**Challenge:**
Return the lines below exactly, starting with the line that contains "the red border" and stopping after the last line.
§ §
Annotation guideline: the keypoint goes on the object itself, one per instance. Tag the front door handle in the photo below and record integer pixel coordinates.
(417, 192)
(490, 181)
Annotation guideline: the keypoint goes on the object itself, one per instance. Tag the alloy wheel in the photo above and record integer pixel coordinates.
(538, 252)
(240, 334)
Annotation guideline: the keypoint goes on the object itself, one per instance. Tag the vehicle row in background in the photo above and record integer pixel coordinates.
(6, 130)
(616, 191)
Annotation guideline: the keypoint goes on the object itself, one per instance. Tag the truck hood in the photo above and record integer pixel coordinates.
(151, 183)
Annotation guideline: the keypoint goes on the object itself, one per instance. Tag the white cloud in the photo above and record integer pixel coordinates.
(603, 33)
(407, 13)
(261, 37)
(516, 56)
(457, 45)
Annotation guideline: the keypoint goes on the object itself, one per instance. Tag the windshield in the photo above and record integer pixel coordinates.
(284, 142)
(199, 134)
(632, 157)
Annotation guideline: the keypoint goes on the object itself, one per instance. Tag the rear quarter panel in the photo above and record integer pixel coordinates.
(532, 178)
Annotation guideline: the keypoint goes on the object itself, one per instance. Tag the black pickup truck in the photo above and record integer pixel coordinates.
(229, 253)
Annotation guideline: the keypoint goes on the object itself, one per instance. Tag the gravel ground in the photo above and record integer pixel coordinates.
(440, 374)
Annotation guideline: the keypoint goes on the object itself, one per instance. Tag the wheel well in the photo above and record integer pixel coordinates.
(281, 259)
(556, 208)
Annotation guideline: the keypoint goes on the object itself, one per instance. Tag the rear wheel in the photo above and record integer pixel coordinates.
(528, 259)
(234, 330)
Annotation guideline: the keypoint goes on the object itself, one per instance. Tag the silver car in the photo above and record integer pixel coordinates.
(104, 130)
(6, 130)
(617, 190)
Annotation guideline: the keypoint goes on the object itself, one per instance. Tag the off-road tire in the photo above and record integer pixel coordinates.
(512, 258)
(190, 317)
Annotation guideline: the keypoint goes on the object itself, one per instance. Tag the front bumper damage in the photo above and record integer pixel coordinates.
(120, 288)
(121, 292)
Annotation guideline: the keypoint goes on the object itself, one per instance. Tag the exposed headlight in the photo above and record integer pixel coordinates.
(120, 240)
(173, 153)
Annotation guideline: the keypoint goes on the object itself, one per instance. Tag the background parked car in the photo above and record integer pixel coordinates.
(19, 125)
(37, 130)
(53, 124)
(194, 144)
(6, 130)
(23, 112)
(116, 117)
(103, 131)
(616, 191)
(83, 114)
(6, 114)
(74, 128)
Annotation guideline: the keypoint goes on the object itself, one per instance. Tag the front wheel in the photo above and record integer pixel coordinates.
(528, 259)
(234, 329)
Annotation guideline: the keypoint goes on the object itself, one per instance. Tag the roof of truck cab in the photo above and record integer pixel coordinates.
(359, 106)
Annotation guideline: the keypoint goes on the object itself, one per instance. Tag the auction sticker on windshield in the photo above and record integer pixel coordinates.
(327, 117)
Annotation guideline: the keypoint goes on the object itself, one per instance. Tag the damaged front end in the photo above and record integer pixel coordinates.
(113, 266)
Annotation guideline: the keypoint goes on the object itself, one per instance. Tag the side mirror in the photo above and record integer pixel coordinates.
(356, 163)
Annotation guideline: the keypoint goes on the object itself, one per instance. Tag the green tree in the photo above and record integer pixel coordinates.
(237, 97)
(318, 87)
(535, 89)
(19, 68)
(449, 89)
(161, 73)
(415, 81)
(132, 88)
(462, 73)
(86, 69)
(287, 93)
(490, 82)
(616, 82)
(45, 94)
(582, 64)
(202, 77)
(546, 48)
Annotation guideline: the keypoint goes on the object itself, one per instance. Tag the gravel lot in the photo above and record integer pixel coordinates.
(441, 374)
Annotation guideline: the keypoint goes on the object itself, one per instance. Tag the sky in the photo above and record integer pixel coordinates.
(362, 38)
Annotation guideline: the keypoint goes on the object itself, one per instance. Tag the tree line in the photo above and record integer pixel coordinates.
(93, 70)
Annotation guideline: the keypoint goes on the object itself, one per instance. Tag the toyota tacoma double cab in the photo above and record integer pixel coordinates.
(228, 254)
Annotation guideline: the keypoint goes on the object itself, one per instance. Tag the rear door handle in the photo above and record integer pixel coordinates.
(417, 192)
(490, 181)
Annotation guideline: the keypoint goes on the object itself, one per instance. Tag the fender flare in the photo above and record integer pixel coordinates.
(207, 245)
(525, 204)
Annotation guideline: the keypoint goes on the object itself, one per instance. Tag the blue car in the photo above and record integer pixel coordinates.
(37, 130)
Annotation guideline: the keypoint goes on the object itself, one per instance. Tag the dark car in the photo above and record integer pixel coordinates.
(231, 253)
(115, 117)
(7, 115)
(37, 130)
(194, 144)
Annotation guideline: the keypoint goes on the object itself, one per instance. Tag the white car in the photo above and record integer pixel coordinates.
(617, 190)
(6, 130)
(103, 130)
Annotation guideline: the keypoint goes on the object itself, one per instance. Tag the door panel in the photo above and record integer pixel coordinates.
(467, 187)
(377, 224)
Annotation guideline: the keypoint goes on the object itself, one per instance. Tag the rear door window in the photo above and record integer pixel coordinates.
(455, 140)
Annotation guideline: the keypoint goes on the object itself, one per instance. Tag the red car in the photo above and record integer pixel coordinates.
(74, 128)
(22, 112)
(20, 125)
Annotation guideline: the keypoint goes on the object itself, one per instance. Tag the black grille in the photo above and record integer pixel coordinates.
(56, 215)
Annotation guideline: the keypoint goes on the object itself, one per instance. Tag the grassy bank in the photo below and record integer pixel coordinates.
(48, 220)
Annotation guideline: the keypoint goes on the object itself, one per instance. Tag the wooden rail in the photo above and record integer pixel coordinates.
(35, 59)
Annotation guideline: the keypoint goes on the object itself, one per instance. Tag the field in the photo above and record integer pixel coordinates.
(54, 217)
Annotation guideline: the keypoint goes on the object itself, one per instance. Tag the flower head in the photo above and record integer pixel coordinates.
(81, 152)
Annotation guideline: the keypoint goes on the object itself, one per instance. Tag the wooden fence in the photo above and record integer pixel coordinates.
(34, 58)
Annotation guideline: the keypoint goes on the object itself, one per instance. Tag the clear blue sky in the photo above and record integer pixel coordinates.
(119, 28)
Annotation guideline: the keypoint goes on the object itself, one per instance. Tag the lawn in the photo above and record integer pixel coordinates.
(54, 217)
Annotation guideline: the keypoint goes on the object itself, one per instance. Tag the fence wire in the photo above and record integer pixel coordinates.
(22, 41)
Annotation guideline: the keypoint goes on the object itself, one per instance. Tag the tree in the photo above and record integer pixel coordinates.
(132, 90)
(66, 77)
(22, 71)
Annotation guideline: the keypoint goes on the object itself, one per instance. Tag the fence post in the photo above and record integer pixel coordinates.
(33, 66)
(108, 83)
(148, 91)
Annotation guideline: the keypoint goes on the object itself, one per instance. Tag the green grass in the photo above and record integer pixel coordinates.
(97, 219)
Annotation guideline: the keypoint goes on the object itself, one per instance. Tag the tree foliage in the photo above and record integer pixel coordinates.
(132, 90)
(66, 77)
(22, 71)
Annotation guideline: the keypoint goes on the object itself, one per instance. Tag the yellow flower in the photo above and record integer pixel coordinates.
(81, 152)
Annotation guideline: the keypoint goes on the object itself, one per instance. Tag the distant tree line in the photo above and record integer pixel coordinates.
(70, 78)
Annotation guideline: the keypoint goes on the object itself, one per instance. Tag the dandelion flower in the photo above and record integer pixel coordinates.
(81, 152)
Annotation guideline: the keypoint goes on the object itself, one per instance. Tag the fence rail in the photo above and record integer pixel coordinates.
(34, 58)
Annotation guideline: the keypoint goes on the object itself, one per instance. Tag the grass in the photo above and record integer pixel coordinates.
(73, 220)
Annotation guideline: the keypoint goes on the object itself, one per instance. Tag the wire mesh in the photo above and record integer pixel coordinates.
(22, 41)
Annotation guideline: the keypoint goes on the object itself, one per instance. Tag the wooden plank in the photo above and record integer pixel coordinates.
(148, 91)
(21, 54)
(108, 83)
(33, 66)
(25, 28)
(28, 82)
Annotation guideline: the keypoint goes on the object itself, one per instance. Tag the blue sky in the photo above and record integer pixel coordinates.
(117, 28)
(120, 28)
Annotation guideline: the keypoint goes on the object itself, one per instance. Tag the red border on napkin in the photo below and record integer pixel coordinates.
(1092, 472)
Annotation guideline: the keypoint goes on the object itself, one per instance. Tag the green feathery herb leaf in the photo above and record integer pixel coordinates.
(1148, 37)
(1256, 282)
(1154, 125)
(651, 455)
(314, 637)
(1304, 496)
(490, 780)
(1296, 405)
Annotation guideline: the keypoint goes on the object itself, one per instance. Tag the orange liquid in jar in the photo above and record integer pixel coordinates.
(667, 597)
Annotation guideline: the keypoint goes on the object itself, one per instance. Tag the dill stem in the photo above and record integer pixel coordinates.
§ §
**Full output:**
Annotation guideline: the keypoint goes on the object itself, one per instance. Tag the red border on napkin in the photo below and record integer pixel coordinates.
(1092, 472)
Annotation guideline: the keypoint goes on the object itself, one per instance. Tag the green feathery herb leaf in the photo above and record integer pixel coordinates.
(1148, 37)
(1256, 282)
(1154, 125)
(651, 455)
(314, 637)
(1304, 496)
(490, 780)
(1296, 405)
Annotation guideline: the keypoint goes on the object itself, one per instance. Tag the orange liquid in jar in the photo above and record integer pixel coordinates.
(667, 597)
Annotation guideline: the keypoint goes on the object itself, one per instance. Tag the dill stem in the photo above and record integer pixel coordinates.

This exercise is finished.